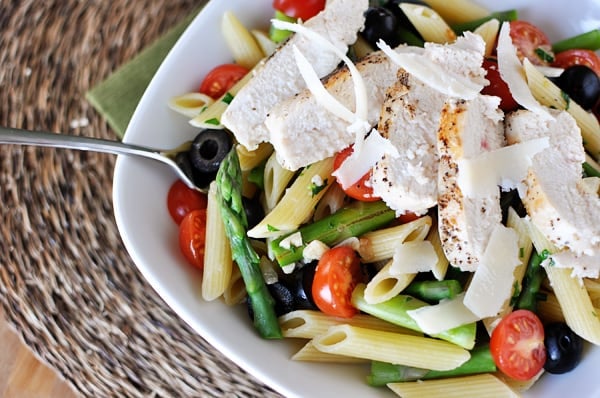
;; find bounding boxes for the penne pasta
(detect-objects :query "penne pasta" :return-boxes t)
[524,59,600,161]
[221,11,265,69]
[312,324,470,371]
[262,151,297,212]
[422,0,489,25]
[426,215,449,281]
[292,340,367,363]
[236,142,273,172]
[388,373,520,398]
[168,92,214,118]
[190,71,254,129]
[279,309,420,339]
[363,260,416,304]
[202,181,233,301]
[249,158,335,238]
[357,216,432,263]
[222,265,246,305]
[400,3,456,44]
[312,183,347,222]
[495,369,544,393]
[473,18,500,57]
[536,290,566,324]
[527,221,600,345]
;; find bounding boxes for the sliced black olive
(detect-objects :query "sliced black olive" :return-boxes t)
[242,196,265,230]
[281,262,318,311]
[544,322,584,374]
[383,0,426,36]
[189,128,233,174]
[362,7,401,48]
[552,65,600,110]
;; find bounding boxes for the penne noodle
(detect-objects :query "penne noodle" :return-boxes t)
[221,11,264,69]
[427,215,449,281]
[312,183,346,222]
[236,142,273,172]
[388,373,520,398]
[168,92,214,118]
[536,290,566,324]
[279,309,420,339]
[524,59,600,161]
[262,151,297,212]
[202,182,233,301]
[400,3,456,44]
[249,158,335,238]
[358,216,432,263]
[422,0,489,25]
[473,18,500,57]
[527,221,600,345]
[495,369,544,393]
[292,340,368,363]
[312,324,470,371]
[363,260,416,304]
[251,29,277,57]
[190,71,254,129]
[222,265,246,305]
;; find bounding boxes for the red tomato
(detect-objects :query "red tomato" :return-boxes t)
[178,209,207,269]
[312,246,363,318]
[553,49,600,77]
[481,59,519,112]
[167,180,208,225]
[333,146,380,202]
[509,21,553,65]
[490,310,546,381]
[273,0,326,20]
[397,212,420,224]
[199,64,248,99]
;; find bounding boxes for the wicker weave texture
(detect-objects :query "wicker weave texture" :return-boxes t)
[0,1,281,397]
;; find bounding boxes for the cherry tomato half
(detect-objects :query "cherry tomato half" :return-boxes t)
[199,64,249,99]
[312,246,363,318]
[273,0,326,21]
[333,146,380,202]
[178,209,207,270]
[490,309,547,381]
[553,49,600,77]
[481,59,519,112]
[509,21,553,66]
[167,180,208,225]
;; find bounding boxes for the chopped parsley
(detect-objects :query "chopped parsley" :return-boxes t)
[310,178,328,197]
[222,92,234,104]
[204,117,221,126]
[561,90,571,110]
[267,224,280,232]
[534,47,555,63]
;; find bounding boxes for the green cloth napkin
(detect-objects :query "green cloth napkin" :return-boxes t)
[86,7,203,138]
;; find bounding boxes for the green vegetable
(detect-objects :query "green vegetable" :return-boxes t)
[269,201,396,266]
[452,9,518,34]
[216,148,282,339]
[583,161,600,178]
[351,284,476,349]
[367,345,496,386]
[552,29,600,53]
[403,279,463,303]
[247,160,266,190]
[269,10,296,43]
[515,249,549,312]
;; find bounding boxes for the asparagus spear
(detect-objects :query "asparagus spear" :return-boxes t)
[351,284,476,349]
[515,249,549,312]
[269,201,396,266]
[216,148,282,339]
[367,345,496,386]
[403,280,463,303]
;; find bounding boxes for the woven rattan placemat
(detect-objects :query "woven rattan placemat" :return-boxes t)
[0,2,281,396]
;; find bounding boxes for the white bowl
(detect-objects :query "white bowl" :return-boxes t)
[113,1,600,397]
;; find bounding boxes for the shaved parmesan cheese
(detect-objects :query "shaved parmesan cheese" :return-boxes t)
[463,225,521,318]
[332,128,399,189]
[279,232,303,250]
[497,22,553,120]
[390,241,439,275]
[407,294,480,335]
[303,240,330,262]
[457,137,550,197]
[378,41,484,99]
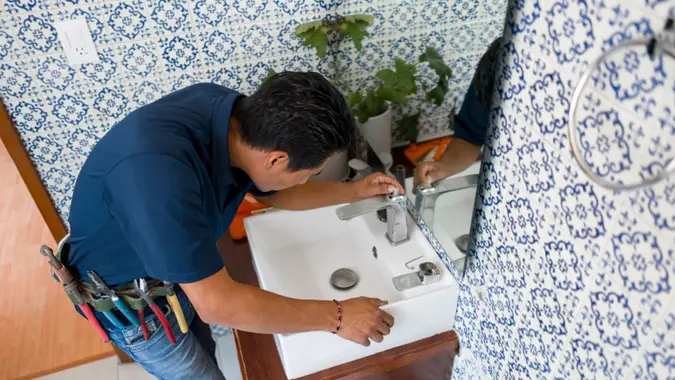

◆ Work required: The answer must be an exact copy of every record above, minus the pictures.

◆ Solution to this problem:
;; find bounding boxes for the penne pasta
(detect-objects :query "penne pasta" :return-boxes t)
[524,59,600,161]
[221,11,265,69]
[312,324,470,371]
[262,151,297,212]
[422,0,489,25]
[426,215,449,281]
[292,340,367,363]
[236,142,273,172]
[388,373,520,398]
[168,92,214,118]
[190,71,254,129]
[279,309,420,339]
[363,260,416,304]
[202,181,233,301]
[249,158,335,238]
[357,216,432,263]
[222,265,246,305]
[400,3,456,44]
[312,183,347,222]
[495,369,544,393]
[473,18,500,57]
[536,290,566,324]
[527,221,600,345]
;; find bounding boxes for the sliced black olive
(detect-objects :query "sliced black olive" :return-boxes t)
[242,196,265,230]
[281,262,318,311]
[544,322,584,374]
[383,0,426,36]
[189,128,233,174]
[362,7,401,48]
[552,65,600,110]
;; find bounding boxes for the penne noodle
(detect-objects :query "penne noodle" :return-boxes t)
[221,11,264,69]
[427,215,449,281]
[312,183,346,222]
[236,142,273,172]
[388,373,520,398]
[168,92,214,118]
[536,290,566,324]
[279,309,420,339]
[524,59,600,161]
[262,151,297,212]
[202,182,233,301]
[400,3,456,44]
[249,158,335,238]
[358,216,432,263]
[422,0,489,25]
[473,18,500,57]
[527,221,600,345]
[495,369,544,393]
[292,340,368,363]
[312,324,470,371]
[363,260,416,304]
[251,29,277,57]
[190,71,254,129]
[222,265,246,305]
;; find bounding boxes for the red tomato
(detect-objects :query "red tomato" :return-boxes t)
[178,209,207,269]
[312,246,363,318]
[553,49,600,77]
[481,59,519,112]
[167,180,208,225]
[333,146,380,202]
[509,21,553,65]
[490,310,546,381]
[273,0,326,20]
[397,212,420,224]
[199,64,248,99]
;; find bounding boxes for the wicker weave texture
(detect-objects :query "wicker weave texture" :return-boxes t)
[0,1,281,397]
;; find bounding boxes for the cherry tomato half
(detect-objects :query "cherry tomato half" :return-boxes t)
[199,64,249,99]
[312,246,363,318]
[273,0,326,21]
[333,146,380,202]
[178,209,207,270]
[490,309,547,381]
[553,49,600,77]
[481,59,519,112]
[509,21,553,66]
[167,180,208,225]
;; find bounding boxes for the chopped parsley
(detect-objects :query "chopped parsley" :return-boxes t)
[310,178,328,197]
[222,92,234,104]
[204,117,221,126]
[561,90,571,110]
[267,224,280,232]
[534,47,555,63]
;; find bounding boxes for the green cloth napkin
(detect-objects :query "green cloth napkin" :return-boxes t)
[86,7,203,138]
;; find bounding boxes for the green vegetable
(detect-objects :query "green vegetable" :return-boxes t)
[269,201,396,266]
[452,9,518,34]
[216,148,282,339]
[583,161,600,178]
[351,284,476,349]
[367,345,496,386]
[552,29,600,53]
[403,279,463,303]
[247,160,266,190]
[269,10,296,43]
[515,249,549,312]
;; find bounding boxes for the asparagus spear
(detect-objects :query "asparagus spear" :return-boxes t)
[351,284,476,349]
[515,249,549,312]
[269,201,396,266]
[216,148,282,339]
[367,345,496,386]
[403,280,463,303]
;; find bounding boxes for the woven rattan placemat
(detect-objects :query "woven rattan placemat" :return-boxes t)
[0,2,281,396]
;; find bounding boxes for the white bowl
(detect-objects :query "white bowl" :return-boxes t)
[113,1,600,397]
;; find bounding boxes for the shaved parmesan cheese
(detect-objects :query "shaved parmesan cheese" :return-boxes t)
[463,225,521,318]
[332,128,399,189]
[279,232,303,250]
[497,22,553,120]
[390,241,439,275]
[407,294,480,335]
[303,240,330,262]
[457,137,550,197]
[378,41,484,99]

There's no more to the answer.